▶ _WHAT TO DO_:
Nothing but the lines from the start of the data through the line with "Would you kindly pick out the tree branch" should appear in the answer, each retyped exactly, and pictures should not.

+++++

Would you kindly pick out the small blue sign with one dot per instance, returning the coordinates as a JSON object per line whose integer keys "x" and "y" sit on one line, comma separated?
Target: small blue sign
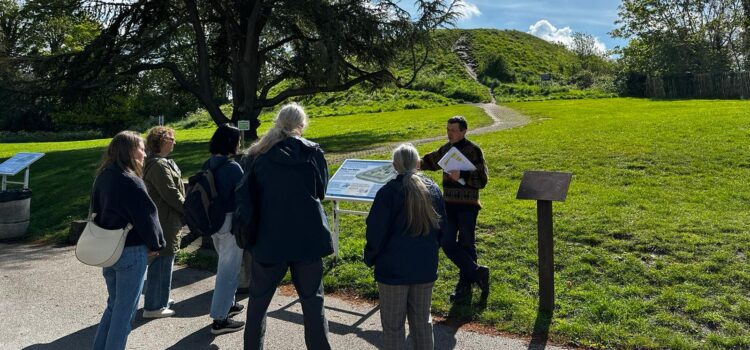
{"x": 18, "y": 162}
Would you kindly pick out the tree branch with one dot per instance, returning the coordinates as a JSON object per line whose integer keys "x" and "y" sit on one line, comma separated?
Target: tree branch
{"x": 308, "y": 90}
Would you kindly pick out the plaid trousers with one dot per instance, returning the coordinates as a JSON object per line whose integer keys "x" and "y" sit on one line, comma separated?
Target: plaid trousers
{"x": 397, "y": 302}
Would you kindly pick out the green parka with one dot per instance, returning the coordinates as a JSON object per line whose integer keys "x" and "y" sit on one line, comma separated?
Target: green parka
{"x": 164, "y": 183}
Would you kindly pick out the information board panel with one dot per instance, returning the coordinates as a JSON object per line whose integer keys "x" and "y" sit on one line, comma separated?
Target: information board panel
{"x": 360, "y": 179}
{"x": 18, "y": 162}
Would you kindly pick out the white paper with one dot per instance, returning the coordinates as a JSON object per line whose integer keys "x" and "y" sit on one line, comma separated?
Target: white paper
{"x": 455, "y": 160}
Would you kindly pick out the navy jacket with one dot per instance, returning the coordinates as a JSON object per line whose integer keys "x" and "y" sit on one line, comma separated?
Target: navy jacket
{"x": 226, "y": 177}
{"x": 120, "y": 198}
{"x": 291, "y": 180}
{"x": 400, "y": 258}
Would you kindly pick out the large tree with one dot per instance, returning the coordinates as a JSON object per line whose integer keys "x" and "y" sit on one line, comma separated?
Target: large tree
{"x": 255, "y": 53}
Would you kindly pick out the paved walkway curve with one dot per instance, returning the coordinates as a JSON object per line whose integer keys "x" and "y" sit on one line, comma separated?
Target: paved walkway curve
{"x": 502, "y": 118}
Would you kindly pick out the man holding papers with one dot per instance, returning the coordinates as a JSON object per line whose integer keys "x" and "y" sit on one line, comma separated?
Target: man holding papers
{"x": 464, "y": 174}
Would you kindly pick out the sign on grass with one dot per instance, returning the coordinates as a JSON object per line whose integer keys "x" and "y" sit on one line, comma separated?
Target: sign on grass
{"x": 359, "y": 179}
{"x": 18, "y": 162}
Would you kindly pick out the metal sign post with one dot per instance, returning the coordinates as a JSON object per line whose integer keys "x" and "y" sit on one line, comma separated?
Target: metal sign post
{"x": 545, "y": 187}
{"x": 14, "y": 165}
{"x": 243, "y": 125}
{"x": 357, "y": 180}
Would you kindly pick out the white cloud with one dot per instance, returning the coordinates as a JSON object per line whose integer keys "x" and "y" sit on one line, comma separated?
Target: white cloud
{"x": 467, "y": 10}
{"x": 545, "y": 30}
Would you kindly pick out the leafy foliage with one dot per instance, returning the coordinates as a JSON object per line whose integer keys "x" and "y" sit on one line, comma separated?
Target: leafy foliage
{"x": 682, "y": 36}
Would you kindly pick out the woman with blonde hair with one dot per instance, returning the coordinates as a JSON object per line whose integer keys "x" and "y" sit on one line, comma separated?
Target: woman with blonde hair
{"x": 403, "y": 235}
{"x": 288, "y": 176}
{"x": 164, "y": 183}
{"x": 120, "y": 198}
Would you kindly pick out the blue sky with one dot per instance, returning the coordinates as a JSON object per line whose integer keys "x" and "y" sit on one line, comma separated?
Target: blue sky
{"x": 550, "y": 20}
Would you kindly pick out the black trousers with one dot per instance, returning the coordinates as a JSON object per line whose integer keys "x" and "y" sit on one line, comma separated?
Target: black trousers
{"x": 308, "y": 280}
{"x": 459, "y": 240}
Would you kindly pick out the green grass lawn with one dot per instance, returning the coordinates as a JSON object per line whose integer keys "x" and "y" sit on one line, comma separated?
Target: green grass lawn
{"x": 62, "y": 180}
{"x": 652, "y": 244}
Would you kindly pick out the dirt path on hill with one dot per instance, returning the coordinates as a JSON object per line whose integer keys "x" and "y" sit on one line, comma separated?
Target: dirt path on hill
{"x": 502, "y": 117}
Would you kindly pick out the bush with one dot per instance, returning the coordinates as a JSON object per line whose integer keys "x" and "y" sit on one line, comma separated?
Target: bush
{"x": 110, "y": 115}
{"x": 584, "y": 79}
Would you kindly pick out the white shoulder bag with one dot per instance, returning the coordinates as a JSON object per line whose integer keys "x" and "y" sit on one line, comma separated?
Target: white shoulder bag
{"x": 101, "y": 247}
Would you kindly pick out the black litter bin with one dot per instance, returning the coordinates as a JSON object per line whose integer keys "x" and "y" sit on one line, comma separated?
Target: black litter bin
{"x": 15, "y": 209}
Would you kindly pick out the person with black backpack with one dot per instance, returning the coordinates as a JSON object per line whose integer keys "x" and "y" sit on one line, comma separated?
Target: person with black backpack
{"x": 221, "y": 171}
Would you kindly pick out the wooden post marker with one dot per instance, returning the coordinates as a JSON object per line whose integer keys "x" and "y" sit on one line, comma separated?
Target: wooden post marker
{"x": 545, "y": 187}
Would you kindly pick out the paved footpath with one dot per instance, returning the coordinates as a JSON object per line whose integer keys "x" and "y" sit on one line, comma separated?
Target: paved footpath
{"x": 48, "y": 300}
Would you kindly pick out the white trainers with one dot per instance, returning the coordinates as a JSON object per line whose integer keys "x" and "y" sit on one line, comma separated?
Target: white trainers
{"x": 163, "y": 312}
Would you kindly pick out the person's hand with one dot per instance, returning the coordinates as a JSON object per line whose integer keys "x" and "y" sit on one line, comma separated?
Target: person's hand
{"x": 454, "y": 175}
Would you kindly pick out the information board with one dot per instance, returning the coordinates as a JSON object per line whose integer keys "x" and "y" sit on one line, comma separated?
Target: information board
{"x": 18, "y": 162}
{"x": 359, "y": 179}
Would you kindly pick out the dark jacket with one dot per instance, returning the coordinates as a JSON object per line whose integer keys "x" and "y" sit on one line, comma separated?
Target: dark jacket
{"x": 455, "y": 192}
{"x": 164, "y": 183}
{"x": 399, "y": 257}
{"x": 291, "y": 180}
{"x": 226, "y": 177}
{"x": 120, "y": 198}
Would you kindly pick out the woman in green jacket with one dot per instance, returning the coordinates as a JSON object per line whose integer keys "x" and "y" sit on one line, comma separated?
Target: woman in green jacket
{"x": 164, "y": 183}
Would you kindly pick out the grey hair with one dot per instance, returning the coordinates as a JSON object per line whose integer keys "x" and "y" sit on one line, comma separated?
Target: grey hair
{"x": 421, "y": 217}
{"x": 290, "y": 121}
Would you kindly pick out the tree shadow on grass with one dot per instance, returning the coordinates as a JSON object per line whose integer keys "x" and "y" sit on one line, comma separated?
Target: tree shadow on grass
{"x": 354, "y": 141}
{"x": 460, "y": 313}
{"x": 371, "y": 336}
{"x": 541, "y": 330}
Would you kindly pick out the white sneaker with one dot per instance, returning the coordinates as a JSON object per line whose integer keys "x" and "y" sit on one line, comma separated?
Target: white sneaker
{"x": 163, "y": 312}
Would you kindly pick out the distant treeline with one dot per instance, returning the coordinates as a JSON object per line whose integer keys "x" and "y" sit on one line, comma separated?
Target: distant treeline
{"x": 722, "y": 85}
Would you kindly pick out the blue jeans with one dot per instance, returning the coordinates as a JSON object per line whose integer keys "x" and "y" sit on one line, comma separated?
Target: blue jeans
{"x": 227, "y": 270}
{"x": 124, "y": 282}
{"x": 158, "y": 283}
{"x": 459, "y": 240}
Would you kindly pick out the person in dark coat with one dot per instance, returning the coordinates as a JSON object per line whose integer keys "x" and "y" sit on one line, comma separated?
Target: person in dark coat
{"x": 120, "y": 198}
{"x": 224, "y": 144}
{"x": 461, "y": 189}
{"x": 403, "y": 235}
{"x": 290, "y": 176}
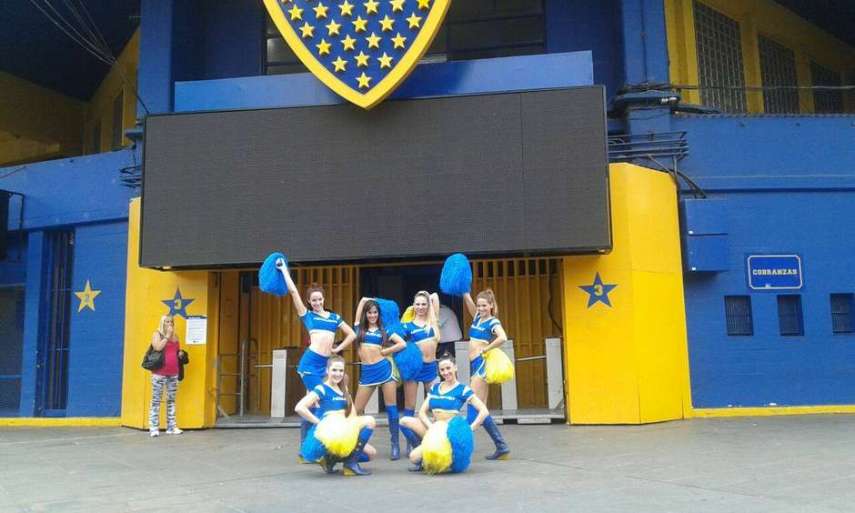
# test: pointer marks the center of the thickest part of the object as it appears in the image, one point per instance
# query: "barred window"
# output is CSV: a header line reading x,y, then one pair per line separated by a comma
x,y
473,29
719,60
841,314
826,101
778,68
790,315
737,312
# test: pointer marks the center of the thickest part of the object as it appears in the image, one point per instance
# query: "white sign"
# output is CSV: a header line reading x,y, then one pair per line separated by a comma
x,y
197,330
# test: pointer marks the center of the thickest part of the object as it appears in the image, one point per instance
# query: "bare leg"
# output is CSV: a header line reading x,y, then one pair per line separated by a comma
x,y
363,395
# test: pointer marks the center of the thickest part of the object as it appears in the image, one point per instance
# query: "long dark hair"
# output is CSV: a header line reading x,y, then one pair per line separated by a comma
x,y
343,385
363,323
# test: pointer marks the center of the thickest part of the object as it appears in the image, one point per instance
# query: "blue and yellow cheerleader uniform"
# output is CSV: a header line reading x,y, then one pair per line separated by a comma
x,y
416,334
376,373
481,330
313,366
447,445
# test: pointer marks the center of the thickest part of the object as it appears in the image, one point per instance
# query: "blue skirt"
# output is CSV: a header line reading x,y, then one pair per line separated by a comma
x,y
376,373
312,368
429,372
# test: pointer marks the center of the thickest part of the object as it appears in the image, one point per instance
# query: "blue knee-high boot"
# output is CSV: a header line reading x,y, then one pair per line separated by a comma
x,y
392,414
412,441
502,449
407,432
471,414
351,465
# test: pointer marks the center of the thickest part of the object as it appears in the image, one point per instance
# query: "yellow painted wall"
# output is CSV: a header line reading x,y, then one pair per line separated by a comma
x,y
100,107
35,120
756,17
628,363
146,289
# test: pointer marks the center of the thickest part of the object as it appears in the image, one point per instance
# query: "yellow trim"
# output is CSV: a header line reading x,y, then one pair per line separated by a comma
x,y
389,83
770,410
60,421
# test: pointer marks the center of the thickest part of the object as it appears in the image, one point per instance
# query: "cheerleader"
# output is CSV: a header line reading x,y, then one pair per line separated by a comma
x,y
373,344
423,331
485,334
444,402
322,326
347,432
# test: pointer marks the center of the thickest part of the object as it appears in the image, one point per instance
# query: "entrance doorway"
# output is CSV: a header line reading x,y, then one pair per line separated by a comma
x,y
254,325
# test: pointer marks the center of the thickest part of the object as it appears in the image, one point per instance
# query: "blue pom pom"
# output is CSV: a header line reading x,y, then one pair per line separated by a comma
x,y
390,315
456,276
270,279
312,448
409,362
462,444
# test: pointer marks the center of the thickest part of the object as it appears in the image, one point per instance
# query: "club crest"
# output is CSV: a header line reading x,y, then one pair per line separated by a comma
x,y
362,50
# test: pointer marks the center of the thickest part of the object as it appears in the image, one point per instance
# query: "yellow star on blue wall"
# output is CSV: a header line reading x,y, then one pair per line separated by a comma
x,y
87,297
598,291
178,305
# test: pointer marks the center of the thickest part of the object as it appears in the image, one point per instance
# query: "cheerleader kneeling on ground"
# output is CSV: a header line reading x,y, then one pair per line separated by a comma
x,y
337,433
444,443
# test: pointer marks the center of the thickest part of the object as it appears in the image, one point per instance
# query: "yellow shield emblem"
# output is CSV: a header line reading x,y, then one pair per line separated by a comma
x,y
362,50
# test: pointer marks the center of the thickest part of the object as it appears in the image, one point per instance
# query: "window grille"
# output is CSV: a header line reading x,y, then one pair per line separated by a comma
x,y
719,60
778,68
737,310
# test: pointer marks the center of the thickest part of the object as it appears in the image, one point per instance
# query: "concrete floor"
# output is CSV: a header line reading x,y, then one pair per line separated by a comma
x,y
772,464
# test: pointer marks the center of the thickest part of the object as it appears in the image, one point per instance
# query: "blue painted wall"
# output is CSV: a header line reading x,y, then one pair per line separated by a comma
x,y
789,184
84,195
97,338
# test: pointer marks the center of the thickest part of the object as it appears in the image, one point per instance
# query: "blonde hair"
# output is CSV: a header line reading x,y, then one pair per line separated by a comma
x,y
490,297
161,327
432,316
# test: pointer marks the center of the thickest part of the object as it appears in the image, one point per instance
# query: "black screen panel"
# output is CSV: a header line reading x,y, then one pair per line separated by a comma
x,y
491,174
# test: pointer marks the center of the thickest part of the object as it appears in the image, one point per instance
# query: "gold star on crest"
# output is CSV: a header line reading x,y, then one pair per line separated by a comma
x,y
348,43
386,23
333,28
363,80
414,20
323,47
371,7
340,64
307,30
373,40
399,40
87,297
359,24
346,8
362,59
320,10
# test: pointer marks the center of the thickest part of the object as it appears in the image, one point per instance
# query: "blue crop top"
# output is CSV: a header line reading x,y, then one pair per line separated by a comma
x,y
415,333
313,321
450,401
330,400
483,330
373,337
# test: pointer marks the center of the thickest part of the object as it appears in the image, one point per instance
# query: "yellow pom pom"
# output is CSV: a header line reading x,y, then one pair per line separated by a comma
x,y
338,434
436,449
498,366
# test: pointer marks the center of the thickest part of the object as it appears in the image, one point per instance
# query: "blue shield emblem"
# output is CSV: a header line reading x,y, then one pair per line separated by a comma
x,y
361,49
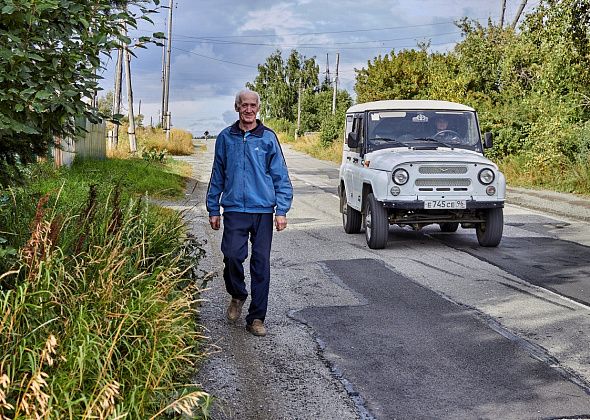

+++++

▶ _RESULT OF THIS TASK_:
Would you kindly pick out the small blue sign with one dot per instance, returning the coordinates as a JSON object per line whose integer keys "x" and "y" sit on one line, comma separated?
Target: small blue sign
{"x": 18, "y": 162}
Would you kindly pick out the tree branch with one dot per instance, returning the coordinates as a JSON object per line whose integer keys "x" and "y" sit on one line, comma separated?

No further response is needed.